##### Исходный текст #####

2 июня 1793 г. узы между Робеспьером и народом были решающим образом модифицированы. Теперь, с изгнанием из Конвента всякого различия мнений, воцарилось единогласие; следовательно, для суверенного народа и Конвента больше не было причин быть друг с другом не в ладу: представители наконец-то стали достойны своих избирателей. День 2 июня был последней конфронтацией лицом к лицу между улицей и Собранием, народом и его представителями, поскольку первый теперь якобы заседал среди последних. После 2 июня Робеспьер мог отождествлять народ с Конвентом и тем самым избавиться от дуализма, существовавшего с 1789 г.; он мог отбросить свою критику представительства в пользу защиты легитимности и прерогатив униженного Собрания, лишённого всякой реальной власти принимать решения. Народ, предполагалось, теперь желал того же, чего желал Конвент, а Конвент желал то, что диктовали Робеспьер и Комитет общественного спасения. Между осенью 1793 г. и весной 1794 г. Робеспьер оставил свой отпечаток на незавершённом процессе восстановления государства: Конвент был принуждён к молчанию, организация низового движения ликвидирована, клубы превращены в винтики бюрократической машины, а местная автономия уничтожена. Всё, что возникло снизу и на периферии, было перемещено наверх и в центр.

#####

Цель упражнения.
Ответьте на три вопроса по тексту о Робеспьере.
(a) В какой день были решающим образом модифицированы узы между Робеспьером и народом?
(b) С какого года существовал дуализм, от которого Робеспьер мог избавиться после 2 июня?
(c) Во что, согласно тексту, были превращены клубы?
Следующий далее список является самостоятельным материалом и с текстом не связан.

##### Представленные данные #####

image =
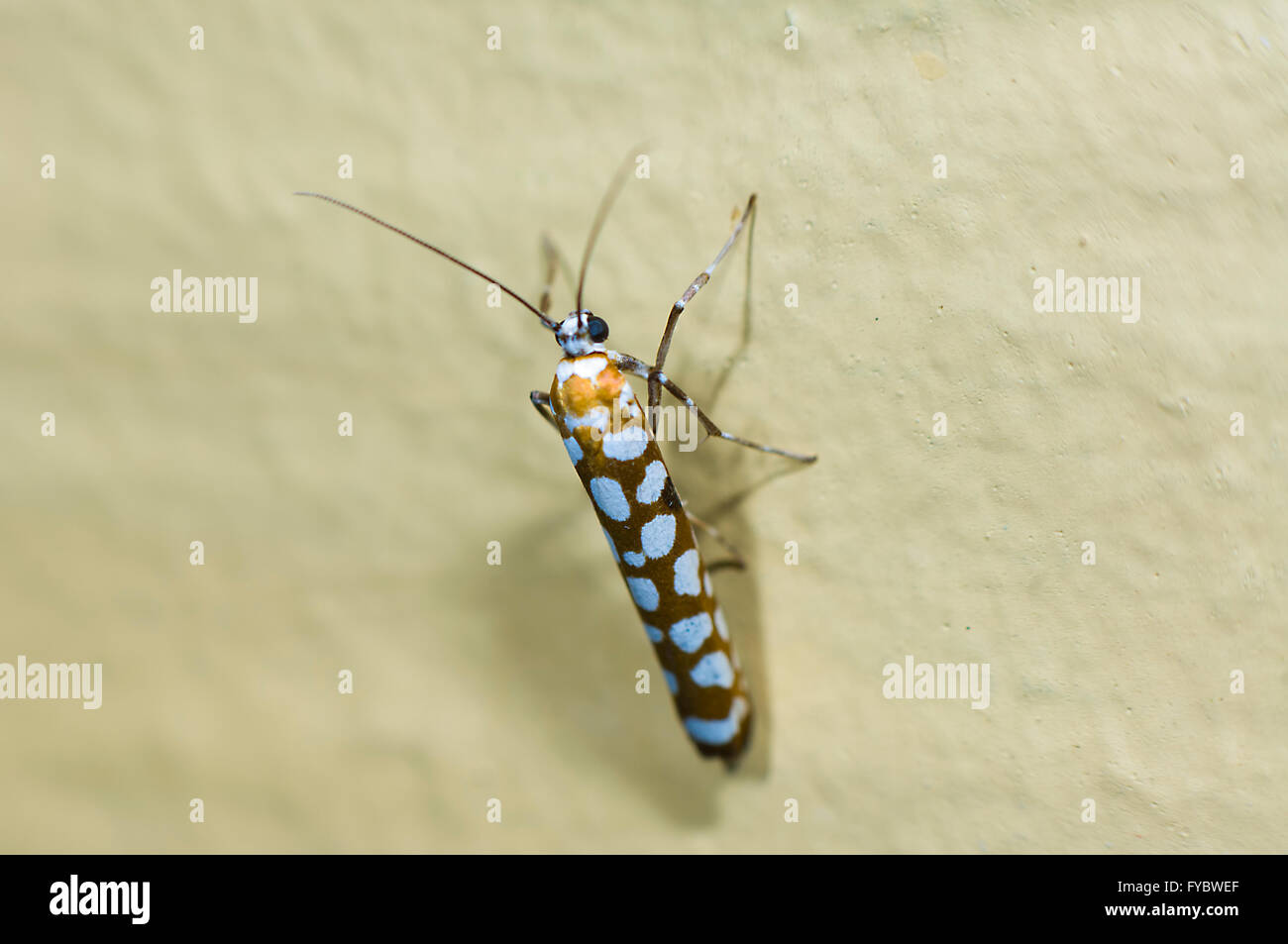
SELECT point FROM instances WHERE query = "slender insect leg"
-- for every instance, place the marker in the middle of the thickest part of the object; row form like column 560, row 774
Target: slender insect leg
column 541, row 402
column 655, row 391
column 712, row 429
column 734, row 559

#####

Решение упражнения.
(a) 2 июня 1793 г.
(b) С 1789 г.
(c) В винтики бюрократической машины.